START

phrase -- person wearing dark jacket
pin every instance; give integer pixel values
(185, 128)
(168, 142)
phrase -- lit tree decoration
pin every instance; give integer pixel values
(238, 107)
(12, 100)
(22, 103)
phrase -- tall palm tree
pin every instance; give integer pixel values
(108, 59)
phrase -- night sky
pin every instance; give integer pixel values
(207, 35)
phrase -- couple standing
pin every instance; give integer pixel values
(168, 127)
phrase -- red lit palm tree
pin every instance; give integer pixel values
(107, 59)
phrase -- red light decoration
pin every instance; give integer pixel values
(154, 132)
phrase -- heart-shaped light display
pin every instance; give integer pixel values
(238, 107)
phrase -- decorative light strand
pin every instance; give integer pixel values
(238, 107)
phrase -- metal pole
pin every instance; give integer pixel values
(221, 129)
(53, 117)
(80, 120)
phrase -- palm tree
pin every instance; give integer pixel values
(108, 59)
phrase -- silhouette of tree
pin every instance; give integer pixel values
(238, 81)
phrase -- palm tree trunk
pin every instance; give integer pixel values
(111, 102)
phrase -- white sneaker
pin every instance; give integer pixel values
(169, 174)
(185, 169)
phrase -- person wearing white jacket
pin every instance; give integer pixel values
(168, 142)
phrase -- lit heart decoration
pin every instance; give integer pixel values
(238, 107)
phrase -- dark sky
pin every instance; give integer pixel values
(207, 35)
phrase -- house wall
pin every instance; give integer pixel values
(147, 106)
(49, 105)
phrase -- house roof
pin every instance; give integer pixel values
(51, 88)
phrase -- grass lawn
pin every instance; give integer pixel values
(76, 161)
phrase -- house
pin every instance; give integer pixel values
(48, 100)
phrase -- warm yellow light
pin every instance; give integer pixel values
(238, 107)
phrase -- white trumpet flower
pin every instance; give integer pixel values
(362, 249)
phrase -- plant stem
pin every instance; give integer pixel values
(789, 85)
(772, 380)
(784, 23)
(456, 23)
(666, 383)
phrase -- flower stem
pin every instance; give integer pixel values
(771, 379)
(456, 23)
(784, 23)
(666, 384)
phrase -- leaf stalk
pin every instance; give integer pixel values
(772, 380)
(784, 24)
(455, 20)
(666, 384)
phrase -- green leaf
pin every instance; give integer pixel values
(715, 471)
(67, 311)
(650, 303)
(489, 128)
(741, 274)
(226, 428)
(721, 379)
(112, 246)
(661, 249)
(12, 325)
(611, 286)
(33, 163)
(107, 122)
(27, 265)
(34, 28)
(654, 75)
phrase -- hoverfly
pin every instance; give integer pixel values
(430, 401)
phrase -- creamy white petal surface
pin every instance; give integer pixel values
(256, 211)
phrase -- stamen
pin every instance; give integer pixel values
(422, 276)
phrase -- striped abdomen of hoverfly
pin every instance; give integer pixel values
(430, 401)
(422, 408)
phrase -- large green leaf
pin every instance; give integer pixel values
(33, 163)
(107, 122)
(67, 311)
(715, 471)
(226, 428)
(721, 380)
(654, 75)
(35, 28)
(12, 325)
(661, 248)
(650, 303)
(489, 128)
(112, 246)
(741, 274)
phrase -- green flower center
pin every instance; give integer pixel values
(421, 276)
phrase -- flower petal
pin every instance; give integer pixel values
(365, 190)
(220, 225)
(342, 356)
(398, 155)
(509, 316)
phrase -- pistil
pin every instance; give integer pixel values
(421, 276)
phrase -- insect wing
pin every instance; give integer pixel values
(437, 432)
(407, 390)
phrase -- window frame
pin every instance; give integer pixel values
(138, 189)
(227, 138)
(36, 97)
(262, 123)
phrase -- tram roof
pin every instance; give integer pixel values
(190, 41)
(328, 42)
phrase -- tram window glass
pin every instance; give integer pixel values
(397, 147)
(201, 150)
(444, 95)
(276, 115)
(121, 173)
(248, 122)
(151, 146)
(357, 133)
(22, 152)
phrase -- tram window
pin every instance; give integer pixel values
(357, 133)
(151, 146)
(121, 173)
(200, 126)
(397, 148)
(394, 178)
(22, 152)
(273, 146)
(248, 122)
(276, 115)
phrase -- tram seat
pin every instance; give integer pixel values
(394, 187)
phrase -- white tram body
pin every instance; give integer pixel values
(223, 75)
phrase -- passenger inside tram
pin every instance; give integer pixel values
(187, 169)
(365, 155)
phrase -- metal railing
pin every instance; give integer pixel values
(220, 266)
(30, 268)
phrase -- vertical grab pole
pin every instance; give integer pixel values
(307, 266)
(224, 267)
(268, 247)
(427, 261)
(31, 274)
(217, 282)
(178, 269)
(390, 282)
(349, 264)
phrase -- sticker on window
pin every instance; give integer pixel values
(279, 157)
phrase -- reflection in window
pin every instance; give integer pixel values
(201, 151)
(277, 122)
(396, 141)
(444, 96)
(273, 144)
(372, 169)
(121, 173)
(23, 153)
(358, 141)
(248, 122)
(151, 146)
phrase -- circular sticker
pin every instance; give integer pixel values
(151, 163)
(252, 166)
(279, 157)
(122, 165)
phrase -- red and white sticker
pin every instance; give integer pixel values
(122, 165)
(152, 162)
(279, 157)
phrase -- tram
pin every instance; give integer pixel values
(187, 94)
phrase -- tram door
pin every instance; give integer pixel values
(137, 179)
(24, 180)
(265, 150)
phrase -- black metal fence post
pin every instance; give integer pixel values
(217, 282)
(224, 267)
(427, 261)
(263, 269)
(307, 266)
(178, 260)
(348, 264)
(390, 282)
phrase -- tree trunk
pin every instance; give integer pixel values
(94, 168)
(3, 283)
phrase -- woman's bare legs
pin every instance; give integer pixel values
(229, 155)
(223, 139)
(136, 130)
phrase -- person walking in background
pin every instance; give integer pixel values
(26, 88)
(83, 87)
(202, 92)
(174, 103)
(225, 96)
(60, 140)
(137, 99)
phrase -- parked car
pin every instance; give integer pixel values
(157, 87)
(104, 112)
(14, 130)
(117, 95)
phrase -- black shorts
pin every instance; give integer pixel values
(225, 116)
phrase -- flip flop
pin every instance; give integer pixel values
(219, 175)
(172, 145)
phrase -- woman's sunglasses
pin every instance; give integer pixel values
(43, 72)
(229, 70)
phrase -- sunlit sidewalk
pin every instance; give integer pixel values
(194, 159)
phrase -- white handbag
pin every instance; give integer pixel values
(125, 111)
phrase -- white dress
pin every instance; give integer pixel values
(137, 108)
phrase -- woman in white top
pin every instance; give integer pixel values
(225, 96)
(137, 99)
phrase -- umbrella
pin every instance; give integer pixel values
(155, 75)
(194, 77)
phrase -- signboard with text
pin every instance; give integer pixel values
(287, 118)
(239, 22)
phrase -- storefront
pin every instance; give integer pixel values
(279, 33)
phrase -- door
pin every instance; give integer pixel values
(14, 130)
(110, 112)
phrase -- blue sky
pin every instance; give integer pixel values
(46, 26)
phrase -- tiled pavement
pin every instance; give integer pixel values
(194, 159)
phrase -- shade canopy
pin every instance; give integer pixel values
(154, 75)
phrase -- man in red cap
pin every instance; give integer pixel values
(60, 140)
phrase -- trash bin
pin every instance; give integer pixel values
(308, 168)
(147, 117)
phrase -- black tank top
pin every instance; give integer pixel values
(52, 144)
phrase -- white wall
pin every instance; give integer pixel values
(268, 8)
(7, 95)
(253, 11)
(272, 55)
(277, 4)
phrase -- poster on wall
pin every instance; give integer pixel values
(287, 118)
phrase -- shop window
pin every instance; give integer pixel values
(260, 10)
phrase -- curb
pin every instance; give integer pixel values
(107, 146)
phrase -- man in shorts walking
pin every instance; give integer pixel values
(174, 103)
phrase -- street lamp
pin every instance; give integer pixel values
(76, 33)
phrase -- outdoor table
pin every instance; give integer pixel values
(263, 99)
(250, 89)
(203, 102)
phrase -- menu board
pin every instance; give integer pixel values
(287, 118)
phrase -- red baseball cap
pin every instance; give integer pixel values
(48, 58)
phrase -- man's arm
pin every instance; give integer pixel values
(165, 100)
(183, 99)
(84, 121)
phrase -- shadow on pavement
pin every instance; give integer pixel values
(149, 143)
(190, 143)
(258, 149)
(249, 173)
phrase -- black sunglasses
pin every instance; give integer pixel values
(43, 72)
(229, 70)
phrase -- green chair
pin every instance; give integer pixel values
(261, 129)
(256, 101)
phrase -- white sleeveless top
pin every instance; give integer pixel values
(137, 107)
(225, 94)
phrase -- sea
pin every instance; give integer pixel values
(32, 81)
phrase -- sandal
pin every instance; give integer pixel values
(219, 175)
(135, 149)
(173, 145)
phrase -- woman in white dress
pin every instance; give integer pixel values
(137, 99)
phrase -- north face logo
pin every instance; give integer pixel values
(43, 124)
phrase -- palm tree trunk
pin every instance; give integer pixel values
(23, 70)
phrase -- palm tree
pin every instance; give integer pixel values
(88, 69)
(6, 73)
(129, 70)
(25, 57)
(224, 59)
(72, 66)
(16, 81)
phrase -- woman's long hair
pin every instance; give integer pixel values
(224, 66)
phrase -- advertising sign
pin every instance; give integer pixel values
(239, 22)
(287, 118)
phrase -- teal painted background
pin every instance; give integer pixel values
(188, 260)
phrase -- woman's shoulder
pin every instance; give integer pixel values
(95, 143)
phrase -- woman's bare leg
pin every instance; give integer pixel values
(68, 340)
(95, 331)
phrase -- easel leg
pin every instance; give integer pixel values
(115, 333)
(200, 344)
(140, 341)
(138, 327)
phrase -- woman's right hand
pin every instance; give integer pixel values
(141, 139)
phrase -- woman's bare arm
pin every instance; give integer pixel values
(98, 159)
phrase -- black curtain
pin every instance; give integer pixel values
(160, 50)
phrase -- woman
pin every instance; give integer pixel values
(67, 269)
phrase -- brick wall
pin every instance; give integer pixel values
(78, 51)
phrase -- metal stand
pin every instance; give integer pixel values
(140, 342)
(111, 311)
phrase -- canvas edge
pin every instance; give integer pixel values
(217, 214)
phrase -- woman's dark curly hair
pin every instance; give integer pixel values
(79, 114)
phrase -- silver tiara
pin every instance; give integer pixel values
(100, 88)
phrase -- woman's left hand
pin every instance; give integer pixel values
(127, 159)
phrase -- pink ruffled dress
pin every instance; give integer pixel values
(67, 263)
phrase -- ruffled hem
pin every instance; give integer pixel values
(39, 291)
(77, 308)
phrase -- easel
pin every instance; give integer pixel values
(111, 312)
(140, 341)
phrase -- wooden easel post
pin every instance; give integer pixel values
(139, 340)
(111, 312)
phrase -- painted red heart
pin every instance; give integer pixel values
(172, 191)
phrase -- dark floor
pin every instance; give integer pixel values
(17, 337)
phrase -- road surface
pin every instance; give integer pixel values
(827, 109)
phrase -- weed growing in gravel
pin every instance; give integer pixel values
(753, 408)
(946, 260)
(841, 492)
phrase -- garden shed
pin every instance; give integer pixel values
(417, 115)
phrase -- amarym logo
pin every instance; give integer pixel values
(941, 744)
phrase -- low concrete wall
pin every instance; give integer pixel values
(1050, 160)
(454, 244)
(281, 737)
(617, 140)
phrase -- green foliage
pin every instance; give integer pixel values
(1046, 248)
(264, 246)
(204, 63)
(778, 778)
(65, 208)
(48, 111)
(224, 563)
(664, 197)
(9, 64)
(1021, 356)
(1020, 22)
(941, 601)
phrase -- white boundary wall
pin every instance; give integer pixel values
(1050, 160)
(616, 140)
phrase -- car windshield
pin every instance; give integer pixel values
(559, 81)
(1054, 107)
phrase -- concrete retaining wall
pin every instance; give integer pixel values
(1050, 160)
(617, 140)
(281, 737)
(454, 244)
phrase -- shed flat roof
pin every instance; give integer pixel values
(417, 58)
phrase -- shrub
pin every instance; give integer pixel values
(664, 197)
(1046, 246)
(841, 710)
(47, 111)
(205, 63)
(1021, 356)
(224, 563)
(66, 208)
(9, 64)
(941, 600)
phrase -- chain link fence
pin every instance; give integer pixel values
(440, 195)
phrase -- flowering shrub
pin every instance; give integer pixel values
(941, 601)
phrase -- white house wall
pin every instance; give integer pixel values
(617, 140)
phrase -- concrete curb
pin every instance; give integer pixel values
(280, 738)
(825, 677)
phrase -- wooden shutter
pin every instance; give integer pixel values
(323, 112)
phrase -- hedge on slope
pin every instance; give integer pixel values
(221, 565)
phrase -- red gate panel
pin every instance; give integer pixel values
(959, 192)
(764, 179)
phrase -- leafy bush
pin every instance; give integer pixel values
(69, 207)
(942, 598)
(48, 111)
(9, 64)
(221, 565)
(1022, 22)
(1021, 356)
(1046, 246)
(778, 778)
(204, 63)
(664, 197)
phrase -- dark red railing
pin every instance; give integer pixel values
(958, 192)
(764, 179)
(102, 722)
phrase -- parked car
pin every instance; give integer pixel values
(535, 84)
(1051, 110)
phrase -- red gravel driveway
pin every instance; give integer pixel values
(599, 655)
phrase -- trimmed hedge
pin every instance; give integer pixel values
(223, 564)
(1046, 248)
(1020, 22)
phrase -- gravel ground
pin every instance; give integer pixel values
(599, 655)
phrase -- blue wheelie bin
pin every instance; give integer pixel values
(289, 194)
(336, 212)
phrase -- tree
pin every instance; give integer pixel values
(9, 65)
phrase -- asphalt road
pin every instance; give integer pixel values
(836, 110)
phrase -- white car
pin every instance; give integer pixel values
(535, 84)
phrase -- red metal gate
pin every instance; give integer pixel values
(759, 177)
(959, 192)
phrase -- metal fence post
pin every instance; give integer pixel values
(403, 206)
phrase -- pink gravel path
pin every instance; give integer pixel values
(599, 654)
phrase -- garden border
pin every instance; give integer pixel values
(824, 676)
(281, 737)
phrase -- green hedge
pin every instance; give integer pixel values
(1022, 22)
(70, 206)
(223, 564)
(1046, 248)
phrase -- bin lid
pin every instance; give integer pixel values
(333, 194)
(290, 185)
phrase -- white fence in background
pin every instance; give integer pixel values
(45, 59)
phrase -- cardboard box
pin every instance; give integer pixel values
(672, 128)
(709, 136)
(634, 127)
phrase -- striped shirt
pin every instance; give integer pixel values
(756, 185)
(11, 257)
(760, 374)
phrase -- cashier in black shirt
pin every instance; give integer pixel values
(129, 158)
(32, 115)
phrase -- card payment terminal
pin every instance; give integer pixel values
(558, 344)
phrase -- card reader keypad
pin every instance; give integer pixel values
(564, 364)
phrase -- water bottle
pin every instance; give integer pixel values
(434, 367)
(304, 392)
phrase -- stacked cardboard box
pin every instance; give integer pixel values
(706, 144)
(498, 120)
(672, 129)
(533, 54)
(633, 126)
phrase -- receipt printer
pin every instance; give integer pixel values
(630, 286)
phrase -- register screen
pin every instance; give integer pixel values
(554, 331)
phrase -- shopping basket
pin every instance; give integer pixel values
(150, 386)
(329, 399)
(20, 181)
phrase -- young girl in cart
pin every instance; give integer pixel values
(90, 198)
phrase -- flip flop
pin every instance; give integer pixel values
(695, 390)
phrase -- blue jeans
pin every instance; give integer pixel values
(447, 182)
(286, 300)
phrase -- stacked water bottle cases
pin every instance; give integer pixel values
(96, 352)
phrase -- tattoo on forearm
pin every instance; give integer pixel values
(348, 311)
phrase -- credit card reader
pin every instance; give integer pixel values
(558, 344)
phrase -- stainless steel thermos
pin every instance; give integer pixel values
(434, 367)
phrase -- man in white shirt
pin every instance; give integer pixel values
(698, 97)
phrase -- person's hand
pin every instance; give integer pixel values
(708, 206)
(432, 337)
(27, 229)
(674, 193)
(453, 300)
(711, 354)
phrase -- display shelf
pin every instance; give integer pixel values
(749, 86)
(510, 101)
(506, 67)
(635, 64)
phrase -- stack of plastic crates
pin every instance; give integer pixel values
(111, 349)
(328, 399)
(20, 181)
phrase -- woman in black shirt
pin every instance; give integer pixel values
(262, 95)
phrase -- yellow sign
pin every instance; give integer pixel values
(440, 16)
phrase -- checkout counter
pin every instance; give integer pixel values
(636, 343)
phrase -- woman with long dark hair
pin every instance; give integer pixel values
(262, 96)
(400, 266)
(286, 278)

END

* **Written request**
From the line holding "phrase -- blue jeans" through the last line above, reproduce each line exactly and add nothing.

* **The completed task**
phrase -- blue jeans
pin every instance; give integer pixel values
(447, 182)
(286, 300)
phrase -- stacked water bottle cases
pin every instance; give integer pixel values
(96, 352)
phrase -- tattoo on forearm
pin every instance; give integer pixel values
(348, 311)
phrase -- credit card reader
pin every instance; give integer pixel values
(558, 344)
phrase -- stainless steel thermos
pin every instance; give integer pixel values
(434, 367)
phrase -- man in white shirt
pin every instance; give integer pixel values
(698, 97)
phrase -- person's hand
pin every instance; give integer pixel values
(708, 206)
(432, 337)
(27, 229)
(674, 193)
(453, 300)
(711, 354)
phrase -- display shelf
pin every instance; give integer pixel values
(749, 86)
(510, 101)
(506, 67)
(635, 64)
phrase -- stack of plastic crates
pin every instance; give integer pixel values
(111, 349)
(328, 399)
(20, 181)
phrase -- woman in black shirt
pin every instance; give integer pixel values
(262, 95)
phrase -- yellow sign
pin every instance; give integer pixel values
(440, 16)
phrase -- checkout counter
pin every instance; give integer pixel values
(636, 343)
phrase -- woman with long dark hair
pin every instance; give integer pixel values
(262, 96)
(400, 266)
(286, 278)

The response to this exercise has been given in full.